# [Data to examine]
◆ ◆ ◆ ◆ ◆ ◆ ◆
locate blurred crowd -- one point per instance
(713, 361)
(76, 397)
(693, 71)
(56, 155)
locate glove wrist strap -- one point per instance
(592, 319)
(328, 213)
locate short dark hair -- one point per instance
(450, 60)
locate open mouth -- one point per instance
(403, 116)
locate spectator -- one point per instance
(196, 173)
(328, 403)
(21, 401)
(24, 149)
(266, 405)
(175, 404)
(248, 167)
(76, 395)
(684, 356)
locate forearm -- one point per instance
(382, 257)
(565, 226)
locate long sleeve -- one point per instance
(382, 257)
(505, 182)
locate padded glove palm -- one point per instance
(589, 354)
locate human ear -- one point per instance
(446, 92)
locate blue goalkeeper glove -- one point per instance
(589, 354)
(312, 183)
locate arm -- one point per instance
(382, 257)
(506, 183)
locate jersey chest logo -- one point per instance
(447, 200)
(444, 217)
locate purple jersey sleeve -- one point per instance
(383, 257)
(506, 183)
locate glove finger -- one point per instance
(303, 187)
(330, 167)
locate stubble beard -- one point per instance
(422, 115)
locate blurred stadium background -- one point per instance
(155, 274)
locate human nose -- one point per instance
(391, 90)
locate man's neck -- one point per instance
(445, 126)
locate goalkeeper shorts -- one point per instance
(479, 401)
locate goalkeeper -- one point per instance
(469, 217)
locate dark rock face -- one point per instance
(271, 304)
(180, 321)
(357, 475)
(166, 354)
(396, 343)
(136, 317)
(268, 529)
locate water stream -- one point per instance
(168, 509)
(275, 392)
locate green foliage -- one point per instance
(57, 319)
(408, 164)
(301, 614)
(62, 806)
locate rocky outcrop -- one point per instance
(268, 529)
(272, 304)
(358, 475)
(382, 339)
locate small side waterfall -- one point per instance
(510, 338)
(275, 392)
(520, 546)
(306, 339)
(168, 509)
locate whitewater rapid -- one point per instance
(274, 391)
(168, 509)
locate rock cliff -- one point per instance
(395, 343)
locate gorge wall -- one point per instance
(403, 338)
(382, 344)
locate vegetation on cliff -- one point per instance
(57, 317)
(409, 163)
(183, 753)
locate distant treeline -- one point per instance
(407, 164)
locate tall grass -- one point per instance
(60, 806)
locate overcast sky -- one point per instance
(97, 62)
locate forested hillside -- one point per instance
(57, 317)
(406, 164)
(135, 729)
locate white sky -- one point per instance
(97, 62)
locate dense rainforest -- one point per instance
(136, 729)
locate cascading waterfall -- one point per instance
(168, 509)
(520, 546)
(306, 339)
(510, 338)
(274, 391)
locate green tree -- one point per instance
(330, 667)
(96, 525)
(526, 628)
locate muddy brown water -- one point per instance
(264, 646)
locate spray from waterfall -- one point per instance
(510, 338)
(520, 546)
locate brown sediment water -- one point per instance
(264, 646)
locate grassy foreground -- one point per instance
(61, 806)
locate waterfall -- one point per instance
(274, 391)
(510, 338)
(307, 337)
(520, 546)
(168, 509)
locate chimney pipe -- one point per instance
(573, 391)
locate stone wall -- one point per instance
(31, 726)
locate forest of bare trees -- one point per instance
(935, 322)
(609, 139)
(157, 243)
◆ ◆ ◆ ◆ ◆ ◆ ◆
Every single line of the listing must be retyped exactly.

locate blurred crowd -- one point per instance
(713, 361)
(76, 397)
(693, 71)
(56, 155)
locate glove wrist strap -- one point per instance
(592, 319)
(328, 213)
locate short dark hair -- one point per instance
(450, 60)
locate open mouth -- one point per instance
(403, 116)
locate spectator -- one point per instance
(196, 173)
(328, 403)
(21, 401)
(24, 149)
(266, 405)
(175, 404)
(248, 167)
(76, 395)
(684, 356)
locate forearm -- one point per instance
(382, 257)
(565, 226)
locate long sleeve -- one point per instance
(382, 257)
(505, 182)
locate padded glove palm -- one point per instance
(589, 354)
locate human ear -- one point per instance
(446, 92)
locate blue goalkeeper glove -- one point per instance
(589, 354)
(312, 183)
locate arm -- one point per instance
(382, 257)
(506, 183)
locate jersey chest logo -- one point per instance
(447, 200)
(444, 217)
locate purple jersey sleeve -- one point per instance
(383, 257)
(506, 183)
locate glove finger -- one point per instance
(303, 187)
(330, 167)
locate stubble beard -- one point per instance
(422, 115)
locate blurred stadium background -- one point per instance
(155, 274)
locate human nose -- one point per instance
(391, 90)
locate man's neck -- one point per instance
(445, 126)
locate goalkeeper shorts -- one point per instance
(479, 401)
locate goalkeeper -- one point per instance
(469, 217)
locate dark rock face -- one point per instance
(271, 304)
(180, 321)
(357, 475)
(166, 354)
(396, 343)
(136, 317)
(268, 529)
locate water stream -- one point per instance
(168, 509)
(275, 392)
locate green foliage -- one point per instance
(57, 319)
(408, 164)
(301, 614)
(62, 806)
locate rocky outcrop -- one point per instance
(268, 529)
(272, 304)
(358, 475)
(382, 339)
locate small side waterfall -- one point per instance
(510, 338)
(275, 392)
(520, 546)
(306, 339)
(168, 509)
locate whitewater rapid -- one point per instance
(274, 391)
(168, 509)
locate rock cliff -- one point per instance
(395, 343)
locate gorge wall -- one point per instance
(403, 338)
(382, 344)
locate vegetation on cliff -- one point per instance
(57, 317)
(409, 163)
(183, 753)
locate distant treeline -- one point per instance
(407, 164)
locate tall grass -- one point per instance
(60, 806)
locate overcast sky -- one point per instance
(97, 62)
locate forested hillside -- one point per instance
(57, 317)
(406, 164)
(135, 729)
locate white sky -- one point per instance
(97, 62)
locate dense rainforest -- one point per instance
(136, 729)
locate cascading waterfall -- one point per instance
(168, 509)
(520, 546)
(306, 339)
(510, 338)
(274, 391)
locate green tree -- one point per instance
(330, 667)
(96, 525)
(526, 628)
locate muddy brown water -- one point per instance
(264, 646)
locate spray from waterfall -- one point per instance
(510, 338)
(520, 546)
locate brown sediment water -- one point per instance
(264, 646)
locate grassy foreground -- one point per instance
(61, 806)
locate waterfall -- one point per instance
(274, 391)
(510, 338)
(307, 337)
(520, 546)
(168, 509)
locate chimney pipe -- one point per instance
(573, 391)
locate stone wall -- one point per instance
(31, 726)
locate forest of bare trees -- one point per instance
(935, 322)
(609, 139)
(157, 243)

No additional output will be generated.